Which lines of the items contain the word "blue"? List each of those lines, treating case as significant.
- - - -
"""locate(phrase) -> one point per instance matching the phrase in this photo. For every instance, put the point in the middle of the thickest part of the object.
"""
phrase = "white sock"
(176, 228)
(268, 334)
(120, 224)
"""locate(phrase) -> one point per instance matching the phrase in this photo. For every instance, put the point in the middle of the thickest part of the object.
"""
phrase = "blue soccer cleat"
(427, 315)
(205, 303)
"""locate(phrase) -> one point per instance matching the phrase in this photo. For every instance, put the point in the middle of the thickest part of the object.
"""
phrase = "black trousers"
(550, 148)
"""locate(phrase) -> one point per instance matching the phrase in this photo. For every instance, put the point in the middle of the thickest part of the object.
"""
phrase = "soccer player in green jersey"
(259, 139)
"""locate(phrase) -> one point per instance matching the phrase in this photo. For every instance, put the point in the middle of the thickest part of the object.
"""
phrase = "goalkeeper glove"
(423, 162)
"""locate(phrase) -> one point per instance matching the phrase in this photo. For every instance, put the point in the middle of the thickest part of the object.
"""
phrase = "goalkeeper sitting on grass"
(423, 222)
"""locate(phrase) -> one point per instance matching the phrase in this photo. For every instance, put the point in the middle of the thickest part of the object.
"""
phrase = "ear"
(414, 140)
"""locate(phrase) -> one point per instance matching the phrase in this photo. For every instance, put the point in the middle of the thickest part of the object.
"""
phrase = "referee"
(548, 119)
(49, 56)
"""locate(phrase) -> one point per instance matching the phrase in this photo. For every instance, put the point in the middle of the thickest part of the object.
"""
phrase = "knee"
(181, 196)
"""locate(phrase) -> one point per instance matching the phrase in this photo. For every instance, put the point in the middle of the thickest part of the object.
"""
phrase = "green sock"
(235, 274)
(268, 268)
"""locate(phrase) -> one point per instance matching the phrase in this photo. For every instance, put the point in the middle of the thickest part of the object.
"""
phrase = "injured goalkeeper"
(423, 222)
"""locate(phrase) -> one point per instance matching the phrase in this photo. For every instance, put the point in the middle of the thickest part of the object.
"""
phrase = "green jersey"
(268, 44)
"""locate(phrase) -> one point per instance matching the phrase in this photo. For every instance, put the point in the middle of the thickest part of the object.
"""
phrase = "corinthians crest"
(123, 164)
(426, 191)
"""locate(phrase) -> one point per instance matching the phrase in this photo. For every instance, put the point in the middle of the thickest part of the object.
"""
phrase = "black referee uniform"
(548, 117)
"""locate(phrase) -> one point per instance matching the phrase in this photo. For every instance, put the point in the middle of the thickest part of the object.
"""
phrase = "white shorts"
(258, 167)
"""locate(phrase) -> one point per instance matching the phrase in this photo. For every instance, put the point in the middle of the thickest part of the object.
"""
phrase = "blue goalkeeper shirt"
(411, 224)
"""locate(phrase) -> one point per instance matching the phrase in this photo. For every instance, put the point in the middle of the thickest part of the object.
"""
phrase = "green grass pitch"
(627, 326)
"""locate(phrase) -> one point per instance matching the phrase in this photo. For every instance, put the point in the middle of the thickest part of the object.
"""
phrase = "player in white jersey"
- - - -
FINAL RESULT
phrase = "blue soccer cleat"
phrase = "blue goalkeeper shirt"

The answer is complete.